**Problem description**
Write back each entry precisely as it is given.

--- Dataset records Enclosed Below ---

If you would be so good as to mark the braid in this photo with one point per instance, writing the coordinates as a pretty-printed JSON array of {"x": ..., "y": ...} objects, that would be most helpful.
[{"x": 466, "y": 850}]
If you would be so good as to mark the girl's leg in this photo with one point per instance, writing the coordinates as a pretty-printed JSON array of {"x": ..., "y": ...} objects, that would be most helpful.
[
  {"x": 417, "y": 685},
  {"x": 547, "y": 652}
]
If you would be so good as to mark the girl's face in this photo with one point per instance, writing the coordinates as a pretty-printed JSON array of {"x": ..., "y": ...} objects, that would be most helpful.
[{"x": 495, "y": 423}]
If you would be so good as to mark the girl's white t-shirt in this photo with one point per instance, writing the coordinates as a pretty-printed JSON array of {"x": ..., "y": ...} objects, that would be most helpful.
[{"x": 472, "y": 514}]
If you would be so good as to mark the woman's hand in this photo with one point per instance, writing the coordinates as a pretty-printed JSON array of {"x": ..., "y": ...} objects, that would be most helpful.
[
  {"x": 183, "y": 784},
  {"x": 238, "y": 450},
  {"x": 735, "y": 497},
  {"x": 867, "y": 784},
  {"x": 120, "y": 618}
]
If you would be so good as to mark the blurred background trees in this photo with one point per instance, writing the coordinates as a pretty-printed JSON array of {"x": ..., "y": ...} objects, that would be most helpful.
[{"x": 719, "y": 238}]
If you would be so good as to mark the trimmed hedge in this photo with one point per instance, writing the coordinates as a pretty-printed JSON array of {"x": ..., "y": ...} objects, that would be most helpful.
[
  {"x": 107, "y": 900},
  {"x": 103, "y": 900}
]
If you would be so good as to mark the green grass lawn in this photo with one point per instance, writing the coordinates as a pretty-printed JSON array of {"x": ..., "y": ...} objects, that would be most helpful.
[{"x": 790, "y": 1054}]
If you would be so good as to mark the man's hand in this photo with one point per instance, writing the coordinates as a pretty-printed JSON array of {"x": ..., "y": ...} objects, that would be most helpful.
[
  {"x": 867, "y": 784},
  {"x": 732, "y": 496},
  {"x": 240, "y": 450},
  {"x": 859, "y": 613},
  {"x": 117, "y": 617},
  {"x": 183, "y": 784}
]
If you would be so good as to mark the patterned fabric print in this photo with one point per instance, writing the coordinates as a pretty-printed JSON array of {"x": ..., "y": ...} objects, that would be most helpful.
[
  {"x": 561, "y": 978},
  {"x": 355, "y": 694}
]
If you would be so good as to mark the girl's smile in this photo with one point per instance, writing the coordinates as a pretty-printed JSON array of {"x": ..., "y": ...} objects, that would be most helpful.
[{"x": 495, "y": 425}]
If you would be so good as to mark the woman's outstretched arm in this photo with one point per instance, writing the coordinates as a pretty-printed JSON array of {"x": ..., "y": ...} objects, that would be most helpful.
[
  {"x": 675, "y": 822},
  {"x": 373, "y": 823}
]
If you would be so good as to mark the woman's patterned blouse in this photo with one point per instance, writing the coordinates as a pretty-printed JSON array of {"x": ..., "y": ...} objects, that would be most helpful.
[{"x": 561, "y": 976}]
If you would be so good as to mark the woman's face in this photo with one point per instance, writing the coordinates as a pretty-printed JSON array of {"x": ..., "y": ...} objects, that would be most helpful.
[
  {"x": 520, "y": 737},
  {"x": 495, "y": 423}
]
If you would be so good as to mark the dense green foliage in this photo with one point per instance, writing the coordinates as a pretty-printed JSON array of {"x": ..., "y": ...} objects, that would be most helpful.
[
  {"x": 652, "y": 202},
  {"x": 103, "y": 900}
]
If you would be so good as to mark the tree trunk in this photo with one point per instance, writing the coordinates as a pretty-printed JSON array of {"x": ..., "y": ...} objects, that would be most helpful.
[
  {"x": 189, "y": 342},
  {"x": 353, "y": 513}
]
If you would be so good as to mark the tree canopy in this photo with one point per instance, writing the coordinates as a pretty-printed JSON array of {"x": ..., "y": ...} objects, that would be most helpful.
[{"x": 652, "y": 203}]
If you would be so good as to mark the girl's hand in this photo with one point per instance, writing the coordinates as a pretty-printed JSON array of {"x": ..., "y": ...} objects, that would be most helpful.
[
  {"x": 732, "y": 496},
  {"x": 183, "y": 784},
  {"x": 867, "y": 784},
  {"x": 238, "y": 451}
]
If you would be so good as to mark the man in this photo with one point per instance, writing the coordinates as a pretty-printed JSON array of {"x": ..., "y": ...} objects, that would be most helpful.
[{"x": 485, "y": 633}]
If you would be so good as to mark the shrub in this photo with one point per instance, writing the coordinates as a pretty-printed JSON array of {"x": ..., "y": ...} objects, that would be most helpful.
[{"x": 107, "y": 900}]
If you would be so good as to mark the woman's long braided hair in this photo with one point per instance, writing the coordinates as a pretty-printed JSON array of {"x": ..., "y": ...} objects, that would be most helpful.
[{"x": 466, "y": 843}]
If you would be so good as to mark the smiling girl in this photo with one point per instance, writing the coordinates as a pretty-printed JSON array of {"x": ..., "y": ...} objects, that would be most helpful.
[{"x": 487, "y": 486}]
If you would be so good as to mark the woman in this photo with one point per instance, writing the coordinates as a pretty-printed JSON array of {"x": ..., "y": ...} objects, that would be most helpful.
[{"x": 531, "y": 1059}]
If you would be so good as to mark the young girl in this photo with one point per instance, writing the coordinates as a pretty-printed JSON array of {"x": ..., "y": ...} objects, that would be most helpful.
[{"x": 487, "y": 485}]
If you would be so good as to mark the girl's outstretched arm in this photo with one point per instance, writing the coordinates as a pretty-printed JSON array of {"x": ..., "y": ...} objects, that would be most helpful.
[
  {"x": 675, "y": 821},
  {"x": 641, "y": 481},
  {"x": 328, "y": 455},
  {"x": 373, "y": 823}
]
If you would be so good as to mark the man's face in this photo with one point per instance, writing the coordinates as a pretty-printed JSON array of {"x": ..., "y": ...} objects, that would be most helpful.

--- End of Enclosed Dataset records ---

**Response below**
If you would be so good as to mark the braid in this photo with one point per instance, writing the coordinates as a pretty-printed JSON array of {"x": ..., "y": ...} objects, that would be most helpful.
[{"x": 466, "y": 850}]
If you would be so good as to mark the girl's leg in this photo with one point per instance, writing the coordinates as a pretty-printed JSON array of {"x": ..., "y": ...} objects, that would be most helpful.
[
  {"x": 417, "y": 685},
  {"x": 547, "y": 652}
]
If you would be so good as to mark the girl's face in this photo with one point per instance, writing the coordinates as a pretty-printed JSON array of {"x": ..., "y": ...} objects, that would be most helpful.
[{"x": 495, "y": 423}]
If you would be so good as to mark the girl's white t-shirt in this photo with one point per instance, writing the coordinates as a pretty-printed JSON array of {"x": ..., "y": ...} objects, that would be most helpful.
[{"x": 472, "y": 514}]
If you would be so good as to mark the woman's hand in this photo with one point per instance, writing the coordinates as a pretty-printed JSON array of {"x": ..., "y": ...} objects, that would be most helpful.
[
  {"x": 183, "y": 784},
  {"x": 238, "y": 450},
  {"x": 735, "y": 497},
  {"x": 867, "y": 784},
  {"x": 120, "y": 618}
]
If you would be so good as to mark the blurred background trees in this photo with one point per instance, writing the coordinates as a pretty-printed JSON array of {"x": ..., "y": ...} objects, that would be most helpful.
[{"x": 719, "y": 238}]
If you would be so good as to mark the trimmed hedge in this photo with one point per instance, writing the coordinates as a pretty-printed JSON array of {"x": ..., "y": ...} objects, that would be most helpful.
[
  {"x": 107, "y": 900},
  {"x": 103, "y": 900}
]
If you would be so good as to mark the green grass lawn in this photo with one point per instance, writing the coordinates as a pretty-printed JSON array of {"x": ..., "y": ...} objects, that would be most helpful.
[{"x": 790, "y": 1054}]
If you would be so good as to mark the man's hand in this photo with one point per instance, writing the coordinates as a pretty-printed JSON array of {"x": ..., "y": ...} objects, that would be most helpful.
[
  {"x": 867, "y": 784},
  {"x": 732, "y": 496},
  {"x": 240, "y": 450},
  {"x": 859, "y": 613},
  {"x": 117, "y": 617},
  {"x": 183, "y": 784}
]
If you would be so good as to mark the patterned fabric print in this photo with one point per instance, writing the coordinates as a pretty-printed JSON array of {"x": ..., "y": ...} objects, that would be most helpful.
[
  {"x": 561, "y": 978},
  {"x": 355, "y": 694}
]
If you would be so good as to mark the girl's smile in this photo with one point per instance, writing the coordinates as a pretty-printed JSON array of {"x": ..., "y": ...} objects, that would be most helpful.
[{"x": 495, "y": 425}]
If you would be so good as to mark the woman's outstretched arm in this photo with one point per instance, writing the coordinates as a pretty-printed JSON array of {"x": ..., "y": ...} objects, that would be most helpful.
[
  {"x": 675, "y": 822},
  {"x": 373, "y": 823}
]
If you would be so good as to mark the woman's patterned blouse in this photo with one point per instance, writing the coordinates as a pretty-printed JSON array of {"x": ..., "y": ...} objects, that would be most helpful.
[{"x": 561, "y": 976}]
If you would be so good as to mark the woman's face in this photo with one point per instance, writing the coordinates as a pretty-printed JSON array of {"x": ..., "y": ...} objects, that would be most helpful.
[
  {"x": 520, "y": 737},
  {"x": 495, "y": 423}
]
If you would be so good as to mark the dense green foliage in this photo with one point per instance, writing the coordinates as a pretty-printed JSON array of {"x": ..., "y": ...} objects, that would be most helpful.
[
  {"x": 652, "y": 202},
  {"x": 103, "y": 900}
]
If you would be so good as to mark the tree trunk in this photo with one point per instance, writing the coordinates as a pretty-printed JSON array of {"x": ..., "y": ...} objects, that would be most helpful.
[
  {"x": 189, "y": 342},
  {"x": 353, "y": 513}
]
If you would be so good as to mark the tree canopy in this photo with one point per instance, writing the coordinates as a pretty-printed JSON array of {"x": ..., "y": ...} objects, that would be most helpful.
[{"x": 652, "y": 203}]
If you would be so good as to mark the girl's hand in this photo with one point per instance, writing the coordinates as a pretty-printed JSON array of {"x": ..., "y": ...} objects, that would be most helpful.
[
  {"x": 732, "y": 496},
  {"x": 183, "y": 784},
  {"x": 867, "y": 784},
  {"x": 238, "y": 451}
]
If you would be so good as to mark the man in this photo with one point per instance, writing the coordinates as a pretty-printed JSON array of {"x": ..., "y": ...} objects, that would be most helpful.
[{"x": 485, "y": 633}]
If you would be so good as to mark the shrub in this photo with one point per instance, writing the coordinates as a pretty-printed JSON array of {"x": ..., "y": ...} objects, that would be most helpful.
[{"x": 107, "y": 900}]
If you would be so good as to mark the woman's long braided hair in this photo with one point per instance, writing the coordinates as a pretty-printed JSON array of {"x": ..., "y": ...} objects, that would be most helpful.
[{"x": 466, "y": 843}]
If you would be so good as to mark the smiling girl in this photo with one point per instance, writing the coordinates as a pretty-printed JSON array of {"x": ..., "y": ...} objects, that would be most helpful.
[{"x": 487, "y": 486}]
If you would be so good as to mark the woman in this photo with one point per instance, writing the coordinates as a pretty-printed JSON array of {"x": ..., "y": ...} objects, that would be most helpful.
[{"x": 531, "y": 1059}]
If you would be so good as to mark the young girl in this photo with one point per instance, writing the coordinates as a pretty-printed JSON array of {"x": ..., "y": ...} objects, that would be most helpful.
[{"x": 487, "y": 485}]
If you would be so good as to mark the girl's outstretched arm in this photo with one point per instance, writing the coordinates as a pretty-printed JSON array of {"x": ..., "y": ...} objects, that would be most helpful.
[
  {"x": 675, "y": 821},
  {"x": 641, "y": 481},
  {"x": 328, "y": 455},
  {"x": 373, "y": 823}
]
If you would be so good as to mark the man's face in this photo with one point per instance, writing the coordinates as a pretty-printed JSON array of {"x": ..., "y": ...} objects, that would be most helpful.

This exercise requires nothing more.